Each line of the data must reappear exactly in your answer, with no images included.

[Collected data entries]
##############################

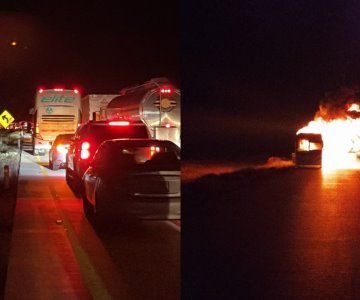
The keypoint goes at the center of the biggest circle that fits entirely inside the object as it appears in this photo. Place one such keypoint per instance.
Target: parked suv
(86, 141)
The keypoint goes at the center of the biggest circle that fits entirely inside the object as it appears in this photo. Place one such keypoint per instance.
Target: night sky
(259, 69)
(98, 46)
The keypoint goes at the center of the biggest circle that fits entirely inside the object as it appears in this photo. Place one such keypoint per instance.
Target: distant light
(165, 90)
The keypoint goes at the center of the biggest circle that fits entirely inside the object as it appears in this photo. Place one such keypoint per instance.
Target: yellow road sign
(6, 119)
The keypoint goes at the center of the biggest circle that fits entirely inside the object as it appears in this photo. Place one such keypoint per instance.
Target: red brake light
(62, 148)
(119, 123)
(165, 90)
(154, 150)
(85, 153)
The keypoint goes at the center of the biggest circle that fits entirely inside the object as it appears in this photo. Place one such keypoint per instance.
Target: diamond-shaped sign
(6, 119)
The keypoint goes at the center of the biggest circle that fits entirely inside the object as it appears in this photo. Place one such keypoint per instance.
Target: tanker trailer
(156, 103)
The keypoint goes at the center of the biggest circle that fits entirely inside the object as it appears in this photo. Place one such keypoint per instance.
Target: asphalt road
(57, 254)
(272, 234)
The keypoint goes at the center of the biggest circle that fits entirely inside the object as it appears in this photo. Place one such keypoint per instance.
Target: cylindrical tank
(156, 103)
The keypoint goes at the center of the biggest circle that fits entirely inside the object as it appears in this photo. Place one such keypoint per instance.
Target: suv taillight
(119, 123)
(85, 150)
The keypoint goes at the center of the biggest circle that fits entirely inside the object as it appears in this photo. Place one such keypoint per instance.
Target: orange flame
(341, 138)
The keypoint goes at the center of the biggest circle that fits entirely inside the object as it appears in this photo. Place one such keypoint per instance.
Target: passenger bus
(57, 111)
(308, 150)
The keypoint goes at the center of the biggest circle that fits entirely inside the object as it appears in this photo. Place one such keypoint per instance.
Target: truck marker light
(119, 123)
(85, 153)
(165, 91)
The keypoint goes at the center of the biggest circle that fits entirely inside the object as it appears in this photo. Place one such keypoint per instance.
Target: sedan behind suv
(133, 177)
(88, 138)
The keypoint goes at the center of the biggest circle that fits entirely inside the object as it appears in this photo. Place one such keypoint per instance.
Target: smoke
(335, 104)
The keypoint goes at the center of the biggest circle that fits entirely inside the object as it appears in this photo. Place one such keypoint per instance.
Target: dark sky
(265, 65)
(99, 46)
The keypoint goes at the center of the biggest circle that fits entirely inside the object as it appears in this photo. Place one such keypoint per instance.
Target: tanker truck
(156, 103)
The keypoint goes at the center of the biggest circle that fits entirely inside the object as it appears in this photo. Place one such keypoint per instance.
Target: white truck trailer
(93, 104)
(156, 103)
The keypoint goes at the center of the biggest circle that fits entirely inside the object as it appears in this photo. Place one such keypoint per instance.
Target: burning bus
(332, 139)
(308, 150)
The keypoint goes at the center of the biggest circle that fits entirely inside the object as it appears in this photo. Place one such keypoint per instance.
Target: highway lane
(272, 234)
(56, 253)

##############################

» **Output**:
The keypoint goes at the center of the biggest circle that fits entirely inside the object as it appears in this photo. Place one such keypoint per instance.
Target: parked suv
(86, 141)
The keypoint goes at the center of the biggest circle that fits entirely inside the object as it appears in this photo. Place one such keypoint per instance.
Target: night sky
(259, 69)
(98, 46)
The keypoint goes at the center of the biggest circle that fits entirely inside the object as it appears in this photo. Place one such keypoint per instance.
Target: distant light
(165, 90)
The keypoint goes at the center of the biggest circle that fits entirely inside the object as it appears in this photo. Place one such keypoint per instance.
Target: yellow road sign
(6, 119)
The keypoint goes at the center of the biggest circle that fits entirely inside the object as it appears in this photo. Place one such keypoint per instance.
Target: red brake light
(62, 148)
(119, 123)
(165, 90)
(154, 150)
(85, 153)
The keypoint goes at the center of the biggest circle that fits entirely inside the object as it appears in this photo. Place one such keypoint per instance.
Target: diamond-shaped sign
(6, 119)
The keypoint goes at the center of the biggest circle that fits entirely inside the object as it appears in this photo. Place one such keypoint per instance.
Target: tanker trailer
(156, 103)
The keypoint goes at the center of the biggest circle that fits entirely inside the object as it appears in this photo. Place one such keypoint per instance.
Target: asphalt road
(57, 254)
(272, 234)
The keypoint goes at the center of the biggest circle that fits entirely inside the object as it appears in this photo. Place one such keypoint per instance.
Target: cylindrical tank
(156, 103)
The keypoint goes at the center of the biggest circle that fits entirely inside the object as it appears in this photo. Place one such keypoint per instance.
Target: suv taillight
(119, 123)
(85, 150)
The keypoint goes at the center of the biggest circle that fits entirely inside the object as it appears in this photo. Place one such keypoint per instance.
Target: orange flame
(341, 138)
The keypoint goes at the center of the biggest circle that fits entirely inside the object as it appears in this photo. Place one such keypoint per instance.
Target: passenger bus
(57, 111)
(308, 150)
The keypoint goes at the center of the biggest circle that fits entirely inside the object as it appears in this photo. Place one such keypoint per instance.
Target: truck marker light
(119, 123)
(85, 153)
(165, 91)
The keypoint goes at the center of the biggest circle that fits entirely inside the object as it appears in this photo. Place one such keypoint per instance.
Target: sedan behind suv
(133, 177)
(88, 138)
The keypoint goes at the center of the biggest circle that fits entirely inside the object as it appears in this photo. Place one such keypoint per instance.
Target: smoke
(335, 104)
The keypoint goes at the center of the biggest circle that fits entirely inside the object as it appears in this photo. Place one such keypoint per instance.
Target: dark sky
(265, 65)
(99, 46)
The keypoint goes at the center of the biggest circle that fits entirely inside the object as it appears in this photo. Place one such keypoint per instance.
Target: tanker truck
(156, 103)
The keypoint goes at the center of the biggest circle that fits entirely inside the object as it appears in this photo. Place one such keypoint per instance.
Target: white truck trailer
(93, 104)
(156, 103)
The keypoint goes at the center of the biggest circle that fits entirely inside the object as it appears in this photo. Place one such keypoint per instance.
Target: burning bus
(332, 139)
(308, 150)
The keypoint goes at the center of the biggest circle that fits entirely inside the object as it appears in this photo. Place one such keypoint per instance.
Target: highway lane
(272, 234)
(56, 253)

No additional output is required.